Sunday, September 19, 2010

ITS A MAD MAD MAD MAD JET WORLD



The New York Football Jets drive me crazy.

I still feel they're a minor league team. No victory pulled from their buttocks will change that feeling in my heart.

Today the Jets won a great victory against our arch enemies the New England Football Patriots. It was our first win in our new stadium. What a way to ring in a first win.

The first half was the same damn poor as hell football they played last week. They come out of the locker-room the second half and blow the roof off the sucka. I wonder what the heck happened. Did they dress robots to play the rest of the game? Or did head coach Rex Ryan and offensive coordinator Brian Schottenheimer bust out identical keys from around their necks, plunge them into the secret safe, turn clock-wise at the same moment to pop open the door with their actual offensive playbook?

Regardless, they finally gave me something to cheer about. My dad and I high-fived and did so with the great group of fans around us till our hands were sore. Was nice to not be heckled by the opposing fans on our way out of the stadium and instead boo Patriot fans as they headed to the exits.

> Given problem
Swap "Jets" for "Giants" in the post about the Jets game, and give everything from "Sunday, September 19, 2010" down to "a first win." with that change made.

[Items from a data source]
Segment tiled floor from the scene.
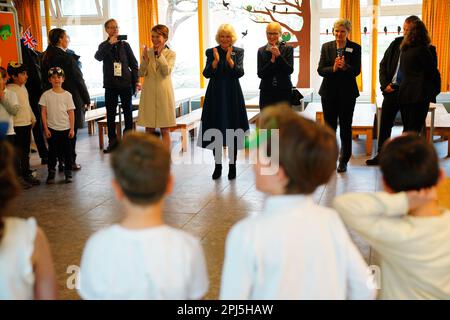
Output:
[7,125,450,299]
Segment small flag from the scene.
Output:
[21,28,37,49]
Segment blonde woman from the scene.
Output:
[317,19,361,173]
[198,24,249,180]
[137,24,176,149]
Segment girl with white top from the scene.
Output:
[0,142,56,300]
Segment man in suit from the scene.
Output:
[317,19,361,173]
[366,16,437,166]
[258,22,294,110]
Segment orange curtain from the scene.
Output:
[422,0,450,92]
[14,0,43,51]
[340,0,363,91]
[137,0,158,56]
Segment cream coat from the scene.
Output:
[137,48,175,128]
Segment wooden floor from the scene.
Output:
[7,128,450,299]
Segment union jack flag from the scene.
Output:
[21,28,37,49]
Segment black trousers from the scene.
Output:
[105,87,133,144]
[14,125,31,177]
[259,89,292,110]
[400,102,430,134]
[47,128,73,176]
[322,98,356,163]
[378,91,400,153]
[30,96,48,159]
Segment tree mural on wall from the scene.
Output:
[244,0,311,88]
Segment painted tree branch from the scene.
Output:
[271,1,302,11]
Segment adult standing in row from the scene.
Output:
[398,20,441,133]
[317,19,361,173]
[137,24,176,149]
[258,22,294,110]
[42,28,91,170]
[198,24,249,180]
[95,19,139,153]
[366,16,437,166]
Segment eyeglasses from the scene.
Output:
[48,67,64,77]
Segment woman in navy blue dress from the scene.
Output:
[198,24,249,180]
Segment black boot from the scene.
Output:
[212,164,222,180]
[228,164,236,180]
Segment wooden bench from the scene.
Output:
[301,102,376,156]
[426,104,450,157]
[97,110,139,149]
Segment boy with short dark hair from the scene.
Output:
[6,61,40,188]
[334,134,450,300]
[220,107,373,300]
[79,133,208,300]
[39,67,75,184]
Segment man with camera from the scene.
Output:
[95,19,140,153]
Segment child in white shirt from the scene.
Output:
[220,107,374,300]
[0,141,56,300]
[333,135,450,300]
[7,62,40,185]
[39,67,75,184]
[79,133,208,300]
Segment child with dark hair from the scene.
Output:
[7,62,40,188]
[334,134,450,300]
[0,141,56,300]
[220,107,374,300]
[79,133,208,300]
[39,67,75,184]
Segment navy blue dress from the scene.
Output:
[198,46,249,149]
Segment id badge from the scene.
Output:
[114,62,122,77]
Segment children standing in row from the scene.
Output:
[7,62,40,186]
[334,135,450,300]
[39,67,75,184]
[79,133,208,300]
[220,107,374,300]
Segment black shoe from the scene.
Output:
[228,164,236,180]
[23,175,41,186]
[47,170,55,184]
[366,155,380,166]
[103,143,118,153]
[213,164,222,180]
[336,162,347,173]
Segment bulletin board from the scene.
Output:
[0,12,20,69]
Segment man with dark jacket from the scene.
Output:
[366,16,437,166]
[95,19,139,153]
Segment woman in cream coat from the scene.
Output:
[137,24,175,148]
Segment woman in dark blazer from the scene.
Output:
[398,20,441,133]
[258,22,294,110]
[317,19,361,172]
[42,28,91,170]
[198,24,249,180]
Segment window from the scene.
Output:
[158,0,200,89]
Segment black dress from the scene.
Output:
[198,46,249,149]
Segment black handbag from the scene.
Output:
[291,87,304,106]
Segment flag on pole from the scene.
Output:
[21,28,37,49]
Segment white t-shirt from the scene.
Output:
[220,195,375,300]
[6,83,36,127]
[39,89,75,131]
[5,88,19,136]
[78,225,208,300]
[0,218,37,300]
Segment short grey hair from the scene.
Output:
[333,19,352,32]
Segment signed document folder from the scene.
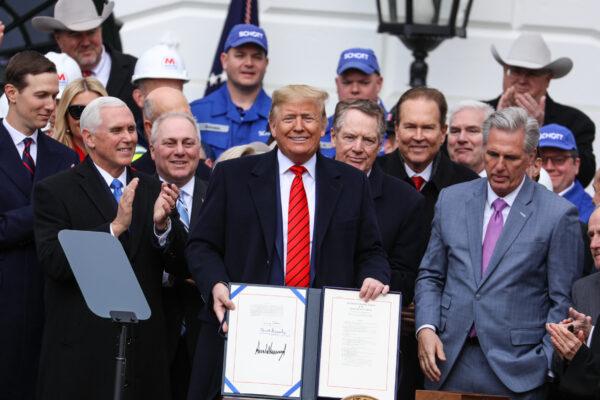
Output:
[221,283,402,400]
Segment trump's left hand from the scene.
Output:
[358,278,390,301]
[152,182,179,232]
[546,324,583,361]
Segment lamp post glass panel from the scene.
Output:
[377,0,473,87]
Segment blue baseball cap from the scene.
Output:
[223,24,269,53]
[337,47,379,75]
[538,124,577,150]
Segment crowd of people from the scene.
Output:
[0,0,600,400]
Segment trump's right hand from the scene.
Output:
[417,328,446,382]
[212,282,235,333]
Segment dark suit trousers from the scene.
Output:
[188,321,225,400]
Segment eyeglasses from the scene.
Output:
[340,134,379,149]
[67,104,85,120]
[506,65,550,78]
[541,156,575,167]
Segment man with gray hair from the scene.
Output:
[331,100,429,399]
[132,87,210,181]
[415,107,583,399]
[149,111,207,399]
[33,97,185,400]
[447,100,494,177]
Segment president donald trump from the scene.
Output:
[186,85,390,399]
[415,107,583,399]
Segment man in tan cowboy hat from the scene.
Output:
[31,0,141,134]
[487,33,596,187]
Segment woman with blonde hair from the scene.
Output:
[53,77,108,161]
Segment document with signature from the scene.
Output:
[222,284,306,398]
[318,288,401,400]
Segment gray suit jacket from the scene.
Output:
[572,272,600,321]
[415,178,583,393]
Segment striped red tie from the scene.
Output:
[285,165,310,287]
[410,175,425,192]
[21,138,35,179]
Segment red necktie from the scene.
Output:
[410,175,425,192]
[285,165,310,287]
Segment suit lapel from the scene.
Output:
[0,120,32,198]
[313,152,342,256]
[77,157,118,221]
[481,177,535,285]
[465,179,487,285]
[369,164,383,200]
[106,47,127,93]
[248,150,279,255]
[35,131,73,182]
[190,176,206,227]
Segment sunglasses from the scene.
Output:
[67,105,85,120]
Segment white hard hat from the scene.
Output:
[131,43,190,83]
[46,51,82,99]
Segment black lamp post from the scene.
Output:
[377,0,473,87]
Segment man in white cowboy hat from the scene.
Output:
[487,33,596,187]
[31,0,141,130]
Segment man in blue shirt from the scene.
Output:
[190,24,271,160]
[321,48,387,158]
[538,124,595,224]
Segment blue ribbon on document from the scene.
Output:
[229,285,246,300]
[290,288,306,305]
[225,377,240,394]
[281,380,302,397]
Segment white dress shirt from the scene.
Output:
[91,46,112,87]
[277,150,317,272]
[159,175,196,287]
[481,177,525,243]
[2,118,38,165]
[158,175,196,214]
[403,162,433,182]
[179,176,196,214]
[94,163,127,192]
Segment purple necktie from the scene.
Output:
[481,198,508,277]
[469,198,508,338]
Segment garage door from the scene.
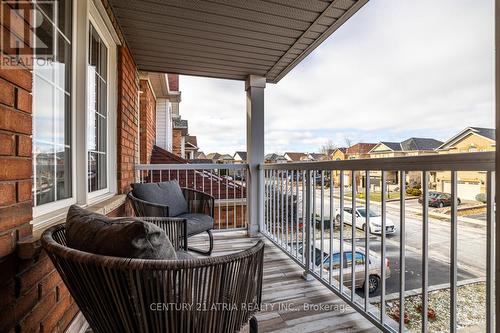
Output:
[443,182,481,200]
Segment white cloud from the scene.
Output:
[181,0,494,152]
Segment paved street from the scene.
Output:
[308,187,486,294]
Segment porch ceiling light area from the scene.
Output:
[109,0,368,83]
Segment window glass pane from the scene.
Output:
--
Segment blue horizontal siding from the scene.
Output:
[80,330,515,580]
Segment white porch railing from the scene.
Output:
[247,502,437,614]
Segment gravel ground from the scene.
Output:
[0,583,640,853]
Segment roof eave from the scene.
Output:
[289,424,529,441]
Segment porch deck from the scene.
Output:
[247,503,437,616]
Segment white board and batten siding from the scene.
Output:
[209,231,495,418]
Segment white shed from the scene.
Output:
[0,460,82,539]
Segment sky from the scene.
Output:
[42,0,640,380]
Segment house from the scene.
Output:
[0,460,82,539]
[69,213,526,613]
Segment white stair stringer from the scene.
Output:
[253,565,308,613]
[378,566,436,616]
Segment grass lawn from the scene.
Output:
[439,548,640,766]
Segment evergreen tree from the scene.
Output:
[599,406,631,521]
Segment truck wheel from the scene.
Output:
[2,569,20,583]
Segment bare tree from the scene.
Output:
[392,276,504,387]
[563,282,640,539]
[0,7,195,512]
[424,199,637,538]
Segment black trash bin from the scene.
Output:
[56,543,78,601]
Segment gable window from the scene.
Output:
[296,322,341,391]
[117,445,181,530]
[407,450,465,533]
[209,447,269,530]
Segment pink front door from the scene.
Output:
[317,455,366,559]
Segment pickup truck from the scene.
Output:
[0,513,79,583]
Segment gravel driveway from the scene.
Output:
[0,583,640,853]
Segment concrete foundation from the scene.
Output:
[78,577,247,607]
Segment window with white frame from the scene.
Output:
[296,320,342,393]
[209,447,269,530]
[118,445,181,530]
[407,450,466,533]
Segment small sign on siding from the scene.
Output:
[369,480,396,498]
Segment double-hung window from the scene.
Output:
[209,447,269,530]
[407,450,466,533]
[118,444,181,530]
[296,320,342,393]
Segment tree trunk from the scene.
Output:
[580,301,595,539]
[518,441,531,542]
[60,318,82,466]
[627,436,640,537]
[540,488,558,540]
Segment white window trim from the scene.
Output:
...
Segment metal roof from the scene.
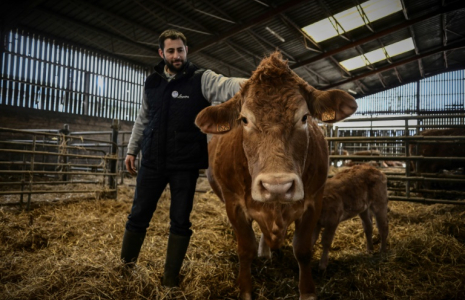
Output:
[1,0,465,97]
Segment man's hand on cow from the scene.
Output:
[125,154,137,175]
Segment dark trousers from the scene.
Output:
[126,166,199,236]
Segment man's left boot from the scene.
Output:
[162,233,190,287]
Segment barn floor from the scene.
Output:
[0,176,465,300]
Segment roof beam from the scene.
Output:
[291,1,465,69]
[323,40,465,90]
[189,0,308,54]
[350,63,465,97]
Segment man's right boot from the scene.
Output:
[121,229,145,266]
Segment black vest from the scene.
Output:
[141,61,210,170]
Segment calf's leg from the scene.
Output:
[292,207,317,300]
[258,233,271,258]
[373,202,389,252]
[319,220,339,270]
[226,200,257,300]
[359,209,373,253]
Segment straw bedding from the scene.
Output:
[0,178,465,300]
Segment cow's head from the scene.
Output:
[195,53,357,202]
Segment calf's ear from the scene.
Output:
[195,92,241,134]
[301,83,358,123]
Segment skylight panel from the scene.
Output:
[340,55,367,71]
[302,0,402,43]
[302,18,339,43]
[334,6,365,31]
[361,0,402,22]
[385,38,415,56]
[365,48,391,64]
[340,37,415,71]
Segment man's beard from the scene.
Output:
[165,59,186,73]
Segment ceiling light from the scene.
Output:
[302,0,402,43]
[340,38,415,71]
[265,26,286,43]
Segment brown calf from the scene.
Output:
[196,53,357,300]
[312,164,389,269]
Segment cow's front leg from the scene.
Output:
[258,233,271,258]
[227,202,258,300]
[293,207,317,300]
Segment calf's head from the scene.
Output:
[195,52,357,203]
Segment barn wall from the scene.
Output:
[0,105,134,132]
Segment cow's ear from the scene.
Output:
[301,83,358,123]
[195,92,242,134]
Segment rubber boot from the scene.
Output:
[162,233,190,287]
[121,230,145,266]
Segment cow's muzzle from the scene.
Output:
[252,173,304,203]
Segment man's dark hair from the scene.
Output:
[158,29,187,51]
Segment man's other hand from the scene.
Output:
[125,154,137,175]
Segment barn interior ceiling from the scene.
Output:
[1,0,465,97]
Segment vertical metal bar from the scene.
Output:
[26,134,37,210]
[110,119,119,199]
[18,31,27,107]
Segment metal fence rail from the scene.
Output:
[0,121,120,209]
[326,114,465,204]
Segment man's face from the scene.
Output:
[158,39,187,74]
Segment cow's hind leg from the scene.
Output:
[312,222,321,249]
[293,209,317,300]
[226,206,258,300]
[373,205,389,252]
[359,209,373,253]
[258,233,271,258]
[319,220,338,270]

> Expected answer
Sunday, September 19, 2010

ITS A MAD MAD MAD MAD JET WORLD



The New York Football Giants drive me crazy.

I still feel they're a minor league team. No victory pulled from their buttocks will change that feeling in my heart.

Today the Giants won a great victory against our arch enemies the New England Football Patriots. It was our first win in our new stadium. What a way to ring in a first win.